**GIVEN PROBLEM**. Quote verbatim every line of the records from the line containing "trace: rear wheel" through the line containing "279 239 L 275", including both of those lines.
(begin)
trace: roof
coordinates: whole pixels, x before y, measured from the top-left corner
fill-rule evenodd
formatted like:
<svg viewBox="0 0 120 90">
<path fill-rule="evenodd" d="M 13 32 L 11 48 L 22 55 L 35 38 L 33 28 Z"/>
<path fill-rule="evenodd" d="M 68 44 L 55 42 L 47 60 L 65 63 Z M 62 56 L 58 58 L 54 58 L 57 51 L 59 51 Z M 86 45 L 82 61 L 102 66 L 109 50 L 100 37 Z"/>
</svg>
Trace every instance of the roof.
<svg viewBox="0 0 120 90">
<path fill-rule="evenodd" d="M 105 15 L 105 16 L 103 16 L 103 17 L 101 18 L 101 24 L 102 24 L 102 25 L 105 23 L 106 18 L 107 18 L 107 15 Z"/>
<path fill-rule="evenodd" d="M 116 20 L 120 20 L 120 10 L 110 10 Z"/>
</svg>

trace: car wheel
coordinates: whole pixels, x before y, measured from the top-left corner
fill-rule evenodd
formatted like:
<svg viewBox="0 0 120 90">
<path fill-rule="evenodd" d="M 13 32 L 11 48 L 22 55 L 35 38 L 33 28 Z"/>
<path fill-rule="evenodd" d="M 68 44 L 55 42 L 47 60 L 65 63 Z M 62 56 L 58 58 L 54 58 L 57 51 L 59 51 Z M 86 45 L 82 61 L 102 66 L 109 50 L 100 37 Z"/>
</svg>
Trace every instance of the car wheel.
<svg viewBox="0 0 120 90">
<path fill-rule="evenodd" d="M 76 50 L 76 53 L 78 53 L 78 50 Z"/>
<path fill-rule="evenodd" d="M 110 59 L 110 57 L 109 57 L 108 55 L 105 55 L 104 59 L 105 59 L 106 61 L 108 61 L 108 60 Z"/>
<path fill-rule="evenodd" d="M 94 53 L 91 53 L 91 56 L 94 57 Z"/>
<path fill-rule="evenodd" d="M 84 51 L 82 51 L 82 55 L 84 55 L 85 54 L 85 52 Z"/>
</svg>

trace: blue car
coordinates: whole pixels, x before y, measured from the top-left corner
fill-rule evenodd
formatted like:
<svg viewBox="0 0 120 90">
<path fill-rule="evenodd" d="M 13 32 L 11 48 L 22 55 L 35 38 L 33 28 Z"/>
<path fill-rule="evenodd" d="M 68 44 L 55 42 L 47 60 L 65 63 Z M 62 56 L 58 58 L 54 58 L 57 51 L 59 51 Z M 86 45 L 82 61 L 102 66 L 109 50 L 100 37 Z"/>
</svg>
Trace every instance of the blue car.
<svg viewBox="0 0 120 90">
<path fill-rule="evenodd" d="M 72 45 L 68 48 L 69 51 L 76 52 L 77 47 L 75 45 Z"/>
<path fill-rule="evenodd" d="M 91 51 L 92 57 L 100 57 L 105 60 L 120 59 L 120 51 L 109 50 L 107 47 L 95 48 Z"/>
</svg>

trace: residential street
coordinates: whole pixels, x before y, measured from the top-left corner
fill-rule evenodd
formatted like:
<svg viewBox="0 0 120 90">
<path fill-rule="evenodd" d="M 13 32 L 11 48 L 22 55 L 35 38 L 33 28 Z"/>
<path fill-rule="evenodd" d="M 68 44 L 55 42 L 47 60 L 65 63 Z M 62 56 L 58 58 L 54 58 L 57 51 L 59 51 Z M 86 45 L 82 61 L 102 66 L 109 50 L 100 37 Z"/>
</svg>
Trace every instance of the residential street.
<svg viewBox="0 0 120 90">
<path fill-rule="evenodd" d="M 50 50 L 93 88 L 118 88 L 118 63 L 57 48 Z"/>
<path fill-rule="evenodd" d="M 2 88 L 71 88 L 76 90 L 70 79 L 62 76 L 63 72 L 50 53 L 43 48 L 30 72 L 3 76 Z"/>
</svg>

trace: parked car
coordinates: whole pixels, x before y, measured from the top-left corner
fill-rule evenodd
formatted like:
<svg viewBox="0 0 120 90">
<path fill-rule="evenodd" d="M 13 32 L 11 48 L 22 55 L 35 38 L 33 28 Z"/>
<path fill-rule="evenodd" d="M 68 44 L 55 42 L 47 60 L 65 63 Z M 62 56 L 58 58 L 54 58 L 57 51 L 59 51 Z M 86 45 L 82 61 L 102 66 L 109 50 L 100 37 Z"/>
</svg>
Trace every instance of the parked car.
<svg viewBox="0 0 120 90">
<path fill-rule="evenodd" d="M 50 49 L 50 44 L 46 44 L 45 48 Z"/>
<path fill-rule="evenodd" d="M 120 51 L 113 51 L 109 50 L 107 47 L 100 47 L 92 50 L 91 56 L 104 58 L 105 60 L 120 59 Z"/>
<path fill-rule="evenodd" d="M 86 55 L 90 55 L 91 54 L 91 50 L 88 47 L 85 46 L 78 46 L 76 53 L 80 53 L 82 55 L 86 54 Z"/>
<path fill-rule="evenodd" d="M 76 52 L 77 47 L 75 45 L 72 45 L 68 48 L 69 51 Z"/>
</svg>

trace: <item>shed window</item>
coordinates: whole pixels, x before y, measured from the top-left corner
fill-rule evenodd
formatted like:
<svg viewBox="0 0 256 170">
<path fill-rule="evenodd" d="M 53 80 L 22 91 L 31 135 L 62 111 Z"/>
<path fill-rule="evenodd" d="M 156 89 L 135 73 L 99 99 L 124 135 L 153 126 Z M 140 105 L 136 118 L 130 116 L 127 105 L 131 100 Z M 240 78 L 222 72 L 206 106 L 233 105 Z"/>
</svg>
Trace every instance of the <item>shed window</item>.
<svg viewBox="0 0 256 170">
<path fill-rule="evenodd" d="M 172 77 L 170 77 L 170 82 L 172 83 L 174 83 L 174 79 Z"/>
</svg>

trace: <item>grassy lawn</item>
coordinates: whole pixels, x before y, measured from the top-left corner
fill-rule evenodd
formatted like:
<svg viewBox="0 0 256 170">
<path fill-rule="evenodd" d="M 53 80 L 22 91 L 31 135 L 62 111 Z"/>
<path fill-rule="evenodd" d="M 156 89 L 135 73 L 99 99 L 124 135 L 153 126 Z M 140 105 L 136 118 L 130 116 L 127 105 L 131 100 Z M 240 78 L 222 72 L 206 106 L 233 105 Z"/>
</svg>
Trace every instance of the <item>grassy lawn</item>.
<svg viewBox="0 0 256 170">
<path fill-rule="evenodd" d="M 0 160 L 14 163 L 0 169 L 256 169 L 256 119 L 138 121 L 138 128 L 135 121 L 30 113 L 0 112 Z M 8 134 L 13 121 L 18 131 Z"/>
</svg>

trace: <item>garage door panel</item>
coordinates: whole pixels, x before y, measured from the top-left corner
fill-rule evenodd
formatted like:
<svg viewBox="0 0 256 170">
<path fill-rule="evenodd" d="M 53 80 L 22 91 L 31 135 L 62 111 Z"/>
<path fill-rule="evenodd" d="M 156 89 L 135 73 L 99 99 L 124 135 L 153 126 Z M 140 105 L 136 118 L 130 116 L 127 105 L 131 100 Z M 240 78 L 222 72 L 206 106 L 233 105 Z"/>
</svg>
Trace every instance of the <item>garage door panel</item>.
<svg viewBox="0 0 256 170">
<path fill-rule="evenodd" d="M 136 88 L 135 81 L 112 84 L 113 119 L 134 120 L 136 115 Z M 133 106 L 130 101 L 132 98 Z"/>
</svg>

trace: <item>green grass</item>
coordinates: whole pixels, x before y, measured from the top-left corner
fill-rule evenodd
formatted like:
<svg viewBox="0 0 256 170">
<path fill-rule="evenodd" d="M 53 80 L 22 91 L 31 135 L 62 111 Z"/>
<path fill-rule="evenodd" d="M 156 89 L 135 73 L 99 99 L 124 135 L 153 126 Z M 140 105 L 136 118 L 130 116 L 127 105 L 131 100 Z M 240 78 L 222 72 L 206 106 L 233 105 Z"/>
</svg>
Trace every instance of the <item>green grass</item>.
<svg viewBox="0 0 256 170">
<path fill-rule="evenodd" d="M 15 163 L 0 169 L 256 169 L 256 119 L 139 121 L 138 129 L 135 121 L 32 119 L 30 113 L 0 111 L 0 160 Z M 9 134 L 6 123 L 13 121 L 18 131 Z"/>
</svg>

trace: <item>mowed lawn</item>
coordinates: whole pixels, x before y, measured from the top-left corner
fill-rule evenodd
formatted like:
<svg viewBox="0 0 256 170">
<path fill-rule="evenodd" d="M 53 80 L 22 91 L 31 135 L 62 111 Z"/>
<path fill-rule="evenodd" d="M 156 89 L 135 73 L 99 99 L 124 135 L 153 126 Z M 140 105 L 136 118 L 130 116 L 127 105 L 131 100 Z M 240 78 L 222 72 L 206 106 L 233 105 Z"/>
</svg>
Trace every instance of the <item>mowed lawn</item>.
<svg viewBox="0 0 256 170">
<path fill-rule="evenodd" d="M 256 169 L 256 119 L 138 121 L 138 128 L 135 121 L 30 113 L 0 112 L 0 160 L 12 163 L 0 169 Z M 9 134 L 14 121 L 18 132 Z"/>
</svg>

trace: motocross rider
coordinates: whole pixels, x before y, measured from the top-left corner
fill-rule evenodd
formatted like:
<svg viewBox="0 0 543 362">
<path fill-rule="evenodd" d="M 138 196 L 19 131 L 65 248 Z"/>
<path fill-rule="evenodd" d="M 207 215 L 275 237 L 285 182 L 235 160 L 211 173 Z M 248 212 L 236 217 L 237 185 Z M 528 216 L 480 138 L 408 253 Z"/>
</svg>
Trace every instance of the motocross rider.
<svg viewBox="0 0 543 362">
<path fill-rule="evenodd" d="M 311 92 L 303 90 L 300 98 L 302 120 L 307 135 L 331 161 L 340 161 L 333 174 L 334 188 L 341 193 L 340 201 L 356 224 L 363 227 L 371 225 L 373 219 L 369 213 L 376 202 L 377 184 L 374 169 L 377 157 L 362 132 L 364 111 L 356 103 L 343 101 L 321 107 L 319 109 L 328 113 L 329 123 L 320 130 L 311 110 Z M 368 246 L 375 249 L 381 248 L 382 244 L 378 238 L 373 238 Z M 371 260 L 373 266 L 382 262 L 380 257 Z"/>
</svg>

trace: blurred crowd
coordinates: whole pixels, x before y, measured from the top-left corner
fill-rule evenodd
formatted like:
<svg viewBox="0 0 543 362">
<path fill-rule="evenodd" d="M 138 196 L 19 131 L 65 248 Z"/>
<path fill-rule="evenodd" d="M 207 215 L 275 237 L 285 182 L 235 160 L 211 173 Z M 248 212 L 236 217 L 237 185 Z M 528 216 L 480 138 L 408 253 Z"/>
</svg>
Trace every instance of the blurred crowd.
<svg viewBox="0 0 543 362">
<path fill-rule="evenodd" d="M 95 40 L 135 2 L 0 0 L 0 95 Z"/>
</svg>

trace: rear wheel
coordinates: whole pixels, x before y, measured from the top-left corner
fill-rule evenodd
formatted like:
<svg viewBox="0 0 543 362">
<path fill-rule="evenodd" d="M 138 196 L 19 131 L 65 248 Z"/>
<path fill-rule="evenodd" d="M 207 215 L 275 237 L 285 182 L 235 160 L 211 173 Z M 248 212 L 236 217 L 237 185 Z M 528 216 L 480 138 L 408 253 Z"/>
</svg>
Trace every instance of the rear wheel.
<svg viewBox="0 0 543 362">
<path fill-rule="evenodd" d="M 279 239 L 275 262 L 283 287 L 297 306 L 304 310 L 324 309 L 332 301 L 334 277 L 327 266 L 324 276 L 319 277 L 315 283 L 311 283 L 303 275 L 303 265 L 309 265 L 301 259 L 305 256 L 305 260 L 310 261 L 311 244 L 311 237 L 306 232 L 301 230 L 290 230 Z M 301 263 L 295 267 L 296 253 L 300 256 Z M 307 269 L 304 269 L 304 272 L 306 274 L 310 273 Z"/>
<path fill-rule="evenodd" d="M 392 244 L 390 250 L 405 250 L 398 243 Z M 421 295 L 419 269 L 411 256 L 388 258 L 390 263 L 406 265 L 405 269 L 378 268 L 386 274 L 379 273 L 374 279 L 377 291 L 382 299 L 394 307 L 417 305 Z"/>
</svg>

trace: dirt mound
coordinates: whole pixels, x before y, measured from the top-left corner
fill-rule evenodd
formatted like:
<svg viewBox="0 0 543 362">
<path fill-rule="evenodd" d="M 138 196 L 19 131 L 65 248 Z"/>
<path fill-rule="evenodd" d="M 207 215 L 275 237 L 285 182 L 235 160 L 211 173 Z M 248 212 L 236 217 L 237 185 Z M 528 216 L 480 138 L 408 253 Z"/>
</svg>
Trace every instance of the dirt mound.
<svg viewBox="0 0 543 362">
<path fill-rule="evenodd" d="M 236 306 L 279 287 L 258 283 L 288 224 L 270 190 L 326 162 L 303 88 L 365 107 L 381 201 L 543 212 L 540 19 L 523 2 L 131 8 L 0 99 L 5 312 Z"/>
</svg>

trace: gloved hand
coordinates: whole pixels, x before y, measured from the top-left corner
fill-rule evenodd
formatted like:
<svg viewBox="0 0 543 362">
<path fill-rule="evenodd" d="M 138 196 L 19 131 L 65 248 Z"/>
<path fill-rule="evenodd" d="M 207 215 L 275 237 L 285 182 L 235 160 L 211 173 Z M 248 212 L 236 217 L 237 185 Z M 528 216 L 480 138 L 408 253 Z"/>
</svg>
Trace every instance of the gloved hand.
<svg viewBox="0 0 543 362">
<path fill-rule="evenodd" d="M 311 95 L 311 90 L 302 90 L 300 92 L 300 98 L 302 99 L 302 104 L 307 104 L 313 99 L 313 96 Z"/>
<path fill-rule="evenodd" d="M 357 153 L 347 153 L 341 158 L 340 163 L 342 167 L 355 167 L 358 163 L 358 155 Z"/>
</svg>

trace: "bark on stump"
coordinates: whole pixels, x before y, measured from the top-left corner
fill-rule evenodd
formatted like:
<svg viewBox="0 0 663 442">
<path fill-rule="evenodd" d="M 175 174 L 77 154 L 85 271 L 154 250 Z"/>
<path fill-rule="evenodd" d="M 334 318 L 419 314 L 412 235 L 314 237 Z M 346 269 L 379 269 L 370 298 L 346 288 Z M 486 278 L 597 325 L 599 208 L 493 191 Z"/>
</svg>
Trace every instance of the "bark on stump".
(end)
**OUTPUT**.
trace: rear wheel
coordinates: whole pixels, x before y, measured from the top-left corner
fill-rule evenodd
formatted like:
<svg viewBox="0 0 543 362">
<path fill-rule="evenodd" d="M 138 196 L 19 131 L 65 248 Z"/>
<path fill-rule="evenodd" d="M 207 215 L 275 237 L 285 182 L 235 160 L 211 173 Z M 248 212 L 236 217 L 237 185 Z M 528 216 L 480 138 L 408 253 Z"/>
</svg>
Trace every instance of the rear wheel.
<svg viewBox="0 0 543 362">
<path fill-rule="evenodd" d="M 279 239 L 275 262 L 283 287 L 297 306 L 304 310 L 324 309 L 332 301 L 334 277 L 327 266 L 324 276 L 319 277 L 315 283 L 311 283 L 303 275 L 303 265 L 309 265 L 301 259 L 305 256 L 305 260 L 310 261 L 311 244 L 311 237 L 306 232 L 301 230 L 290 230 Z M 301 263 L 295 267 L 296 253 L 300 256 Z M 307 269 L 304 269 L 304 272 L 306 274 L 310 273 Z"/>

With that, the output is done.